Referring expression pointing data
■ ■ ■
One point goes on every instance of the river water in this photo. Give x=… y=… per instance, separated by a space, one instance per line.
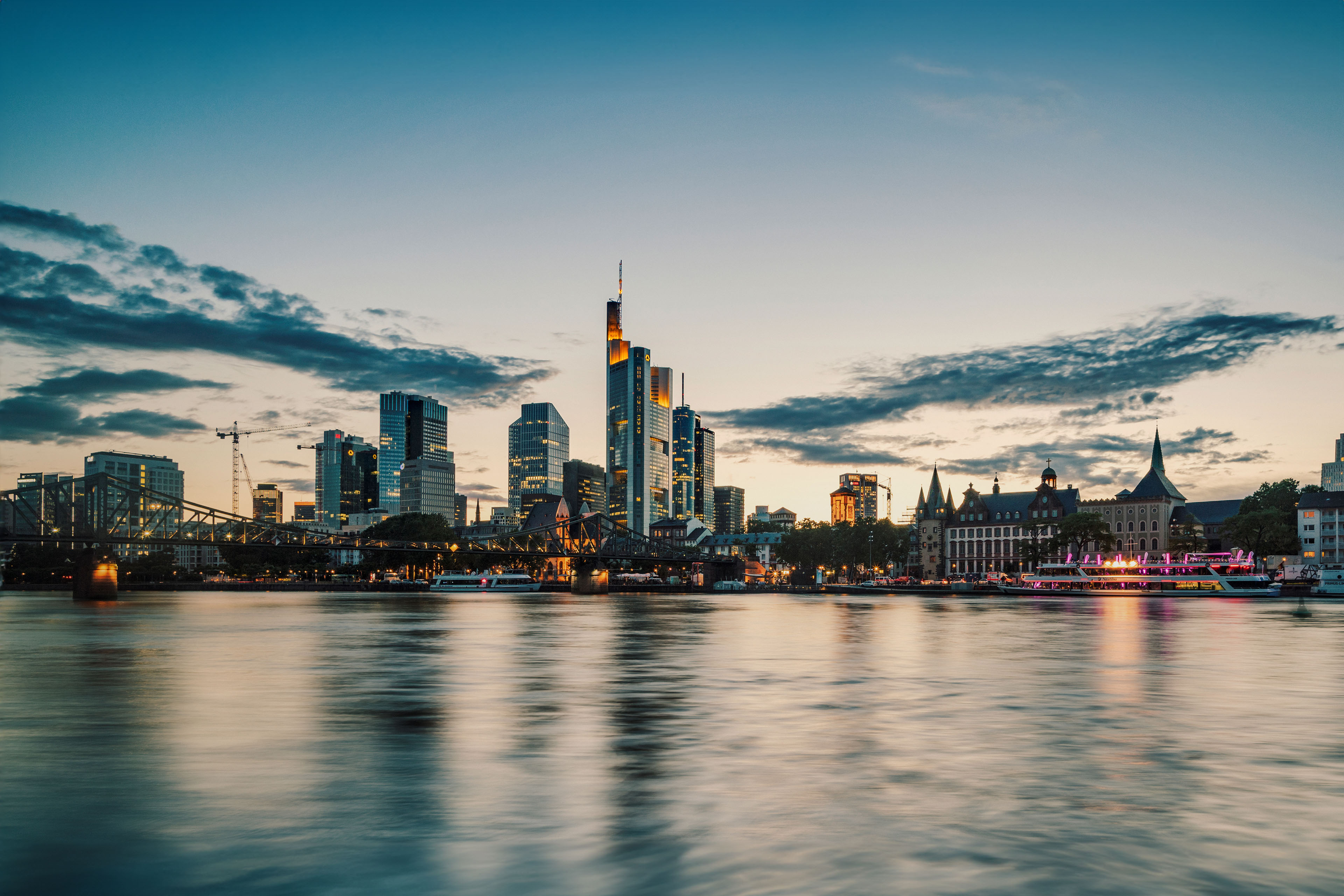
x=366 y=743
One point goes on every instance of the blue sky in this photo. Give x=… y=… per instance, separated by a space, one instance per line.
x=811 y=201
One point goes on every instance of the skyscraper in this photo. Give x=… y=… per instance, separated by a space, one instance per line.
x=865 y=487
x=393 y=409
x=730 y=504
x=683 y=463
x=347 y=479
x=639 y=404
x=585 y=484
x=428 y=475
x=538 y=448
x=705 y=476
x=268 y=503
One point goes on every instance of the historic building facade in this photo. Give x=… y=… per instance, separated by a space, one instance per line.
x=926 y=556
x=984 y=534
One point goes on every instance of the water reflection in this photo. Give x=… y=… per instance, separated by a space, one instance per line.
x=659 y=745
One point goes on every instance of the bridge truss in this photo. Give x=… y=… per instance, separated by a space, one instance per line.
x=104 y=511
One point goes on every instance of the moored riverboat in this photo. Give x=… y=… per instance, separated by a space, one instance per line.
■ ■ ■
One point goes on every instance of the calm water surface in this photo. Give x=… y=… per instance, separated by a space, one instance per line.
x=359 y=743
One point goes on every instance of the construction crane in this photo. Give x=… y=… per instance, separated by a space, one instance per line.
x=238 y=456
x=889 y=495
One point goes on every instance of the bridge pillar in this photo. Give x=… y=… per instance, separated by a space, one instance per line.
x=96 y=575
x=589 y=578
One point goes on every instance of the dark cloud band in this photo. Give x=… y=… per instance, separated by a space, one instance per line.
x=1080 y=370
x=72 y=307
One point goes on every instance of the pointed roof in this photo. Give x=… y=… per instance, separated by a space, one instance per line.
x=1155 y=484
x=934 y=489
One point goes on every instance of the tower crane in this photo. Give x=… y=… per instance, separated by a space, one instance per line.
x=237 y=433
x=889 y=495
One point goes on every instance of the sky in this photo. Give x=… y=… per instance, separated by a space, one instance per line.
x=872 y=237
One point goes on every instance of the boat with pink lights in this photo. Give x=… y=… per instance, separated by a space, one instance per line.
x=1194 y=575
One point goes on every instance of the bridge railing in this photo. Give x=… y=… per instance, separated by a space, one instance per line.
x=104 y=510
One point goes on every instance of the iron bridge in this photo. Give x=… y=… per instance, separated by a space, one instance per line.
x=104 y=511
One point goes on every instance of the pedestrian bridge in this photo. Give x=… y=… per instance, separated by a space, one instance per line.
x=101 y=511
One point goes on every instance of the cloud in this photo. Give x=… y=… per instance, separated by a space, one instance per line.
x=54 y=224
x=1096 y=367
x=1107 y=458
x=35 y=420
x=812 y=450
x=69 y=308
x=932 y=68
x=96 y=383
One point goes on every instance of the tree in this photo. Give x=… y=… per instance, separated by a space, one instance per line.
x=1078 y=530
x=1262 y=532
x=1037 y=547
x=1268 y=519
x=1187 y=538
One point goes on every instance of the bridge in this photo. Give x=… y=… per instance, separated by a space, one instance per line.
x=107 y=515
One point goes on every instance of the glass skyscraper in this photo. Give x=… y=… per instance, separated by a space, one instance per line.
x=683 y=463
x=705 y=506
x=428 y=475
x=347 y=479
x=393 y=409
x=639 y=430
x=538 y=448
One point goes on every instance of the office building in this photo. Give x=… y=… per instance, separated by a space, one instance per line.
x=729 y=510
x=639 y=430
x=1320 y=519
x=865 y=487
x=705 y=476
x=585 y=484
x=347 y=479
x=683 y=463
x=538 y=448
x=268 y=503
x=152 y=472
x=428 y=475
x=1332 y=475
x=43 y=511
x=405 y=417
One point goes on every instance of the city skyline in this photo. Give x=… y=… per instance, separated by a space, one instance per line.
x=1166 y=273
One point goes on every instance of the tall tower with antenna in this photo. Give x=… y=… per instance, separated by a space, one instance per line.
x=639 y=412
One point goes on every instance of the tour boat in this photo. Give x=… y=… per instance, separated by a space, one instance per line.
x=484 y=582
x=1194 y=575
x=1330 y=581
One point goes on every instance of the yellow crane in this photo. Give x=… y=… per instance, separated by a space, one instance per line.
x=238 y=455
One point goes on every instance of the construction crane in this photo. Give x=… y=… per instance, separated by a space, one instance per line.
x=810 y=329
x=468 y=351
■ ■ ■
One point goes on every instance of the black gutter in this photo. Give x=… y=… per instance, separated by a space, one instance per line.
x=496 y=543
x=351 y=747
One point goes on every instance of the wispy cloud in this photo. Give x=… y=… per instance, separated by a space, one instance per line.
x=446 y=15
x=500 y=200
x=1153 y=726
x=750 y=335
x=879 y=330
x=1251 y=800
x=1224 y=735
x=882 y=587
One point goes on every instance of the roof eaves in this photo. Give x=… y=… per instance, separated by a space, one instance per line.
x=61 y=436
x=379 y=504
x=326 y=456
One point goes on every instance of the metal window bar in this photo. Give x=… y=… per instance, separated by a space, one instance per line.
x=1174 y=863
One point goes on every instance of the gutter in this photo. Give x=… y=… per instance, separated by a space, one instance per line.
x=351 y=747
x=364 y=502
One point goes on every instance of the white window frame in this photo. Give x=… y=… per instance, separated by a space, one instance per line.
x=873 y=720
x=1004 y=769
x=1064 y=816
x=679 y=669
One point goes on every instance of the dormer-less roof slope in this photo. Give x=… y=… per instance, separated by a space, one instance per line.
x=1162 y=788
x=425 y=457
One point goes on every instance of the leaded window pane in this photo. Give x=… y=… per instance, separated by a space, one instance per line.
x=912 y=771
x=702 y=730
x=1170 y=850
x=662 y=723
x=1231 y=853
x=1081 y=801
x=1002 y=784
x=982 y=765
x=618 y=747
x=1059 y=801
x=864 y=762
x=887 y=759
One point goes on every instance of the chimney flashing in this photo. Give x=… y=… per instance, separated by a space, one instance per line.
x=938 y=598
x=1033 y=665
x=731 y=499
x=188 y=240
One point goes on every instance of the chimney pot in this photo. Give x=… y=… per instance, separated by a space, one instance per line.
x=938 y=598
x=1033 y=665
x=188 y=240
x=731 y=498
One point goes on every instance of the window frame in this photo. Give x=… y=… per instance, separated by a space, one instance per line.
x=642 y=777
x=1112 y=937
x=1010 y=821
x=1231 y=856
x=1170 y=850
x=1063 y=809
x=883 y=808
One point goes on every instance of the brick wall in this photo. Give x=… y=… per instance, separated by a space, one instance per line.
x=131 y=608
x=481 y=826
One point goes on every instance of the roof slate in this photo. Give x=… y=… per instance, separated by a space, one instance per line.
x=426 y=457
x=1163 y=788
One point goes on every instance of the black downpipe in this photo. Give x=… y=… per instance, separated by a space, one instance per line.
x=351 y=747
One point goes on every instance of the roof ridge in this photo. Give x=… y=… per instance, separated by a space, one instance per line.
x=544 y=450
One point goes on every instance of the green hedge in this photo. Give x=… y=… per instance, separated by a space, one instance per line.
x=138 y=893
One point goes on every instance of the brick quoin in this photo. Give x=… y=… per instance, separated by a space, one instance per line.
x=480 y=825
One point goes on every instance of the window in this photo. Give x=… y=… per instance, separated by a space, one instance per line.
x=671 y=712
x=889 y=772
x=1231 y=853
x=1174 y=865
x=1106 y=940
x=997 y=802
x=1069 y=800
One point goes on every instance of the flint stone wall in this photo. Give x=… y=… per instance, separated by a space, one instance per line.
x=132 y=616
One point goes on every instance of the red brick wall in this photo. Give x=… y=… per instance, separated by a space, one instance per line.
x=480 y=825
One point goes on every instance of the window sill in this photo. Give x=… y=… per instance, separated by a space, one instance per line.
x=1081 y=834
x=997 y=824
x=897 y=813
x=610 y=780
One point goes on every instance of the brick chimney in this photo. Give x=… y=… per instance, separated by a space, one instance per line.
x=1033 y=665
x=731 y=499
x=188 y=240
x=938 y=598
■ ■ ■
- **What the exercise asks**
Among the entries above, copy exactly the stretch from the line holding "One point goes on every instance of the river" through the line holding "One point goes on every instance of the moored", leaving out any pictures.

- **Answer to the problem**
One point goes on every instance of the river water in this photo. Give x=… y=… per instance, separated by a space, one instance per line.
x=366 y=743
One point goes on every instance of the blue sky in this photo. Give x=… y=… per instance, separated by a space, one instance per line.
x=811 y=201
One point goes on every instance of the skyscraper in this photo. Give x=… y=… per instance, separated by a space, one instance per line.
x=865 y=487
x=393 y=409
x=730 y=504
x=683 y=463
x=347 y=479
x=639 y=404
x=585 y=484
x=428 y=475
x=538 y=448
x=705 y=476
x=268 y=503
One point goes on every instance of the historic building facade in this photo. Give x=… y=… per instance, separated by a space, one instance per line.
x=926 y=556
x=984 y=534
One point goes on every instance of the water reflection in this photo. Give x=… y=… per instance, separated by a space, one instance per line.
x=659 y=745
One point goes on every instance of the bridge truss in this photo. Give x=… y=… per instance, separated by a space, one instance per line.
x=104 y=511
One point goes on every instance of the moored riverboat in this photo. Give x=… y=… per instance, separated by a space, one instance per line.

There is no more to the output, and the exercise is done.